▶ [READING TEXT]
───
For example, Thornley knew a very creepy man, Gary Kirstein, whom he mostly called Brother-in-law, who was an unsettling influence in Thornley’s life, and planted ideas that made Thornley think that perhaps he was subject to mind manipulation by the CIA. Thornley specifically believed this because he somehow or another (if at all) picked up rogue radio waves with his mind, an activity that Brother-in-law seemed to know all about. However, the only person who could have proved that Brother-in-law really existed, Greg Hill, died before anyone could question him on the subject. Others who lived in New Orleans at the time and knew Thornley could not verify that Brother-in-law existed. Thornley later believed Kirstein was E. Howard Hunt and Gorightly is of the opinion that Brother-in-law could have been Hunt but does not stake his reputation on it.

And with the mention of E. Howard Hunt, creepiest of the creepiest of spooks, you can tell that this is one helluva fun conspiracy tome, and one of the better because the author, while clearly subject to interesting beliefs (aren’t we all) maintains an air of interested speculation without ever confirming or denying anything. I left the book with the feeling that Thornley was very likely on to something, that perhaps he was an unwitting participant in one of the darkest moments of history, but his subsequent mental illness makes it impossible to know the truth. One of his friends at the time, then Grace Caplinger, now better known to some as character actress Grace Zabriskie, adds to the idea that Thornley’s memory, or at least his interpretations of memory, are to be held in doubt. Thornley described himself as having a long affair with Grace. Grace recalls one incident of not-very interesting sex that never happened again. His ex-wife Cara said that she never experienced some of the things Thornley claimed, like three black helicopters flying over their home. As Thornley drifted further and further into psychosis, it is impossible to know what happened and Thornley’s life does not make it any easier to parse out.
───
▶ [MATERIAL]
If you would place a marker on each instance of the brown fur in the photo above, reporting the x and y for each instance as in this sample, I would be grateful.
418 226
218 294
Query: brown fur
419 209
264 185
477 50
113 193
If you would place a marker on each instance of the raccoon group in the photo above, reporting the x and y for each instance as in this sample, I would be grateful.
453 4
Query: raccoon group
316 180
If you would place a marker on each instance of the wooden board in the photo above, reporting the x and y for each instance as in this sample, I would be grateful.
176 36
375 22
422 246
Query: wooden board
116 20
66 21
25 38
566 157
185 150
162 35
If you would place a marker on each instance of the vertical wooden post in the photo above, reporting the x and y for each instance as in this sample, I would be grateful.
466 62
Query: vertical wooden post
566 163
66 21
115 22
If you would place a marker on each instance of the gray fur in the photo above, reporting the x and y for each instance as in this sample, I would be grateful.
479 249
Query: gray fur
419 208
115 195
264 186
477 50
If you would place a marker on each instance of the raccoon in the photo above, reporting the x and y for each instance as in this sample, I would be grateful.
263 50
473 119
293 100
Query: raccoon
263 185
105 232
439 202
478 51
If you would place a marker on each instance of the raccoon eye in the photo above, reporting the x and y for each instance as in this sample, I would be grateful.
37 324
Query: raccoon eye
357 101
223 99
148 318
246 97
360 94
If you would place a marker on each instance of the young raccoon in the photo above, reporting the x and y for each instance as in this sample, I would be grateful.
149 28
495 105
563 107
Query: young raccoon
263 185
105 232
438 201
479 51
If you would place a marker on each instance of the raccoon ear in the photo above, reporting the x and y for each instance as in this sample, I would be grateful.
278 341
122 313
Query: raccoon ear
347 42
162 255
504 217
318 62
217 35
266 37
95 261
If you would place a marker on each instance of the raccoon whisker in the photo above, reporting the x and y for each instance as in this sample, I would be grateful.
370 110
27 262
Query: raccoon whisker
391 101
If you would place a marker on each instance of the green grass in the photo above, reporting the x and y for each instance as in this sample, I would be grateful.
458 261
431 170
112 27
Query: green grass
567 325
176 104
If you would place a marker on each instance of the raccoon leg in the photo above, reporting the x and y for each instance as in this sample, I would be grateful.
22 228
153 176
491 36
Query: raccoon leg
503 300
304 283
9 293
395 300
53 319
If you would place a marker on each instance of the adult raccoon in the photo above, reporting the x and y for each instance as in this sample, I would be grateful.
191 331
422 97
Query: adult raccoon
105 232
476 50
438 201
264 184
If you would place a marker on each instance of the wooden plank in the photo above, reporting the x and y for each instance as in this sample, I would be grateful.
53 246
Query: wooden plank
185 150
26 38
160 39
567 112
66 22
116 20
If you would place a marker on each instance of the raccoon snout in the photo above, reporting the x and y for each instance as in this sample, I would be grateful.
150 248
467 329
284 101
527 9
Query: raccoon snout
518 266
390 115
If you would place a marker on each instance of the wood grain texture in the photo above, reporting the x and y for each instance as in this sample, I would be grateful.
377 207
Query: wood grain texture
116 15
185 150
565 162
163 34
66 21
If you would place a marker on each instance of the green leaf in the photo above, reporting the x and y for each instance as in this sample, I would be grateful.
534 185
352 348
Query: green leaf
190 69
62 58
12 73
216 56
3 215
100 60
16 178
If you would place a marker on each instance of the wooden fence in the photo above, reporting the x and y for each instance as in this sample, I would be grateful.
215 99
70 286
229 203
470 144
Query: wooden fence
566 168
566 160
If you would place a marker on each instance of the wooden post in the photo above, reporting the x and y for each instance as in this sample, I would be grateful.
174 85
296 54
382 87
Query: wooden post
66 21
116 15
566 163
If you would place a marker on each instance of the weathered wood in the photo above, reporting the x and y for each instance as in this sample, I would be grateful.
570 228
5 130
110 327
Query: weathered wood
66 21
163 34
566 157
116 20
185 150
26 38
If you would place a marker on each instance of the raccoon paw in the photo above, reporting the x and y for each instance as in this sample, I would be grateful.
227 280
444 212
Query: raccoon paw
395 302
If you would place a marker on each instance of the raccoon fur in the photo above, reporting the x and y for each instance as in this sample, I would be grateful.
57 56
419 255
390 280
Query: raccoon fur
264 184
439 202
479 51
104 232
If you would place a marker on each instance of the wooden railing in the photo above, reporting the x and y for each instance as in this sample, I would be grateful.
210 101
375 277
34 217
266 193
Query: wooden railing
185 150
───
▶ [WHAT IS REQUIRED] Duplicate the whole passage about Thornley word for word. You can set the material aside; it plays no part here.

▶ [EXPECTED OUTPUT]
For example, Thornley knew a very creepy man, Gary Kirstein, whom he mostly called Brother-in-law, who was an unsettling influence in Thornley’s life, and planted ideas that made Thornley think that perhaps he was subject to mind manipulation by the CIA. Thornley specifically believed this because he somehow or another (if at all) picked up rogue radio waves with his mind, an activity that Brother-in-law seemed to know all about. However, the only person who could have proved that Brother-in-law really existed, Greg Hill, died before anyone could question him on the subject. Others who lived in New Orleans at the time and knew Thornley could not verify that Brother-in-law existed. Thornley later believed Kirstein was E. Howard Hunt and Gorightly is of the opinion that Brother-in-law could have been Hunt but does not stake his reputation on it.

And with the mention of E. Howard Hunt, creepiest of the creepiest of spooks, you can tell that this is one helluva fun conspiracy tome, and one of the better because the author, while clearly subject to interesting beliefs (aren’t we all) maintains an air of interested speculation without ever confirming or denying anything. I left the book with the feeling that Thornley was very likely on to something, that perhaps he was an unwitting participant in one of the darkest moments of history, but his subsequent mental illness makes it impossible to know the truth. One of his friends at the time, then Grace Caplinger, now better known to some as character actress Grace Zabriskie, adds to the idea that Thornley’s memory, or at least his interpretations of memory, are to be held in doubt. Thornley described himself as having a long affair with Grace. Grace recalls one incident of not-very interesting sex that never happened again. His ex-wife Cara said that she never experienced some of the things Thornley claimed, like three black helicopters flying over their home. As Thornley drifted further and further into psychosis, it is impossible to know what happened and Thornley’s life does not make it any easier to parse out.